### 課題一覧
A - 抽出テキストについて、次の問いに答えてください。
(i) A君は、何科に進むことが決まっていると言っていますか。
(ii) 医療の現場は、所詮何であるとされていますか。
(iii) 怒ることと違うとされているのは、何をすることですか。
B - 抽出テキストでは、怒りをあらわにすると損が山ほどあるとされています。具体的に挙げられている損は何ですか。すべて答えてください。
C - 抽出テキストのうち、「さて、賢明な読者諸氏は、怒り」から「は、その妨げにしかならない。」までの部分を、両端も含めてそのまま書き写してください。

### 抽出テキスト
+-------+

救急部にいた頃だ。初期研修医のA君がこう言ってきた。「僕はB科に進むことが決まっているんです。救急での研修なんて無意味です!」1)
ほう、言ってくれるねえ。面と向かってけんかを売られたようなものだが、そのけんかを買ってしまっては負けである。売り言葉に買い言葉、不毛な売買の行き着く末は不毛な結果と相場が決まっている。相手と同じテンションで自分も語尾に「!」マークを付けているようでは、同レベルに落ちると心得よ。会話のペースはこちらがつくるものだ。
さて、賢明な読者諸氏は、怒りをあらわにしたところで何の益もないことを百も承知二百も合点であろう。益はないが損は山ほどある。周囲からは感情的な人と認識され、嫌われて入局者は減り、他部署からの協力は得られず、応援者や後援者は去っていく。言いたい放題の俺様キャラが君臨できるのは、ドラマやマンガの世界のみと知るべし。
医療の現場は、所詮団体戦である。いかに味方を増やしチーム力を上げるかが重要だ。それで修羅場での勝率が上がる。周りから一緒に働きたい人と思ってもらうことで、どんなに仕事がやりやすくなることか。怒りをあらわにすることは、その妨げにしかならない。
怒ることと叱ることは違う。区別して扱わなければならない。前者は教育ではない。このことはおそらく他の執筆者も書いておられるだろう。これは後輩を指導する立場になったとき、特に注意したい。

+-------+

### データ
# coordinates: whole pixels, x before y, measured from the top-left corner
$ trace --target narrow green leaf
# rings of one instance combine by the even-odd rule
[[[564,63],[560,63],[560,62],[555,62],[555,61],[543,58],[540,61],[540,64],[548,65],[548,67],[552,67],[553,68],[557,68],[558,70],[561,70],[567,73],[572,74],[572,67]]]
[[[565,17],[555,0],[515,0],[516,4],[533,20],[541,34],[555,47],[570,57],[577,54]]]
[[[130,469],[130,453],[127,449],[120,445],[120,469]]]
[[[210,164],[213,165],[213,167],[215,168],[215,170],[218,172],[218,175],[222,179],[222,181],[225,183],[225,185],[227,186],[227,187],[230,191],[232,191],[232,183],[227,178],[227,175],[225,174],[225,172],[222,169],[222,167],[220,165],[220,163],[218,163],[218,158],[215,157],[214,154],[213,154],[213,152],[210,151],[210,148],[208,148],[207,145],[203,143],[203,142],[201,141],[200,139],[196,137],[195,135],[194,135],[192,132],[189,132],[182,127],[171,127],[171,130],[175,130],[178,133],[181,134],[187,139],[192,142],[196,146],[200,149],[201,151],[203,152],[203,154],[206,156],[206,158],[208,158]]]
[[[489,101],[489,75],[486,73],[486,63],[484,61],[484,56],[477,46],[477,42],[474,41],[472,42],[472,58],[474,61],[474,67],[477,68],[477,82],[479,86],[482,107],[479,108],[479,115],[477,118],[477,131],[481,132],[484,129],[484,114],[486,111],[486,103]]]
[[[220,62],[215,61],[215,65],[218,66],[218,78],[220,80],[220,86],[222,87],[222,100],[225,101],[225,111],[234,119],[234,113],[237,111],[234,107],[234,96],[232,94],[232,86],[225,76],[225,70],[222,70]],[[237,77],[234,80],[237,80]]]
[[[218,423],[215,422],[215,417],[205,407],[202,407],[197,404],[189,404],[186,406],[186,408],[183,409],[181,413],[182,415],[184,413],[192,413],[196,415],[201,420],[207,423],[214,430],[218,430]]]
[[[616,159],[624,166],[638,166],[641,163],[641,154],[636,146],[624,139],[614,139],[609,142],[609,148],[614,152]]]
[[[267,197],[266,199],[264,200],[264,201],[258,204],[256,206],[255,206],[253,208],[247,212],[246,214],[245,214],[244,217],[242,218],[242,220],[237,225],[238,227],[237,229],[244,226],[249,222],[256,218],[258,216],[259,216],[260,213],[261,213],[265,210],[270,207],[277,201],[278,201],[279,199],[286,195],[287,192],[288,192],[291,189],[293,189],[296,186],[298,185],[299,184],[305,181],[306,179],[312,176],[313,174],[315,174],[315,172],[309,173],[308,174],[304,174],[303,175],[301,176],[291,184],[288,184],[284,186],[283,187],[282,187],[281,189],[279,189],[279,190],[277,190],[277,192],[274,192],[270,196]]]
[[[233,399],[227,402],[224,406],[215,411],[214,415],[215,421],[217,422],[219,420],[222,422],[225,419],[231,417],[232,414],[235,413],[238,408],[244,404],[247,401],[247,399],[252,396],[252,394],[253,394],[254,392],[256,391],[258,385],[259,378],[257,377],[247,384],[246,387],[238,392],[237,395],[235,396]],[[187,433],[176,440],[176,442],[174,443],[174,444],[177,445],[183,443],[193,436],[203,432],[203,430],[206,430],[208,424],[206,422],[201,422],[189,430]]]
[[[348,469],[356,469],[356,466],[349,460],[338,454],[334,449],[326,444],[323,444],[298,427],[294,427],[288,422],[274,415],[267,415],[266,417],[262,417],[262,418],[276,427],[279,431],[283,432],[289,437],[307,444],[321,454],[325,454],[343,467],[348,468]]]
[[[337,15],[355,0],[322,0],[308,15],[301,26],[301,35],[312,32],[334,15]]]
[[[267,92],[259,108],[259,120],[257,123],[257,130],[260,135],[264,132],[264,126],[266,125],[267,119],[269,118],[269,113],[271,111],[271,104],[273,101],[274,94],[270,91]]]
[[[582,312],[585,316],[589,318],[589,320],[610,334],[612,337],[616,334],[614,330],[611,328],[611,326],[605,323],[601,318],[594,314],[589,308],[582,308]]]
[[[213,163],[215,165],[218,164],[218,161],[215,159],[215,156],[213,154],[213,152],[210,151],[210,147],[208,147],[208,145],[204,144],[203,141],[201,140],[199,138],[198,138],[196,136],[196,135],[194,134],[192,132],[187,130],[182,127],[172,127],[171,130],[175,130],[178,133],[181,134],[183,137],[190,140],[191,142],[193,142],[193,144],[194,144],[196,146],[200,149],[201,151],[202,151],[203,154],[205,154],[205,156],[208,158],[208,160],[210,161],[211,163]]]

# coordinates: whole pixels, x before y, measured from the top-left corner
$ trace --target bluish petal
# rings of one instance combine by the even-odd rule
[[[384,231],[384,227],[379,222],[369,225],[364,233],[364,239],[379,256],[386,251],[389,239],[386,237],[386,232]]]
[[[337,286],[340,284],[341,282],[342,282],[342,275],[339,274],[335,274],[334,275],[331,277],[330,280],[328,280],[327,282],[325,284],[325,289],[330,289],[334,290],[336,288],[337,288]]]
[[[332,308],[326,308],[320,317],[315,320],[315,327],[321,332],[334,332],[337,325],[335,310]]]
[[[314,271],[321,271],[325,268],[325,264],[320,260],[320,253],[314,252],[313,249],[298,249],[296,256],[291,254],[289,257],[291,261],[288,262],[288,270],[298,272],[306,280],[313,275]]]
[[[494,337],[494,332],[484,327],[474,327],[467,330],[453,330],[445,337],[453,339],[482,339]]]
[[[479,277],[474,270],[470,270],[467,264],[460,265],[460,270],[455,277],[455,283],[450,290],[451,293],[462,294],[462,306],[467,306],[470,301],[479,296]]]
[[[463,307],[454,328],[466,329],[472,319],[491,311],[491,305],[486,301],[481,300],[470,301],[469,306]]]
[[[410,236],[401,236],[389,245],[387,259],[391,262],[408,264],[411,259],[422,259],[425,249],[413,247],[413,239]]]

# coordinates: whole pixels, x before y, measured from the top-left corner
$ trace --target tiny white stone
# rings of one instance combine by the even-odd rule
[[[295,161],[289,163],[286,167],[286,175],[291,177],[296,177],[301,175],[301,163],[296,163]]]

+-------+

### 課題別の解答
A -
(i) B科
(ii) 団体戦
(iii) 叱ること

B -
・周囲からは感情的な人と認識される
・嫌われて入局者は減る
・他部署からの協力は得られない
・応援者や後援者は去っていく

C -
さて、賢明な読者諸氏は、怒りをあらわにしたところで何の益もないことを百も承知二百も合点であろう。益はないが損は山ほどある。周囲からは感情的な人と認識され、嫌われて入局者は減り、他部署からの協力は得られず、応援者や後援者は去っていく。言いたい放題の俺様キャラが君臨できるのは、ドラマやマンガの世界のみと知るべし。
医療の現場は、所詮団体戦である。いかに味方を増やしチーム力を上げるかが重要だ。それで修羅場での勝率が上がる。周りから一緒に働きたい人と思ってもらうことで、どんなに仕事がやりやすくなることか。怒りをあらわにすることは、その妨げにしかならない。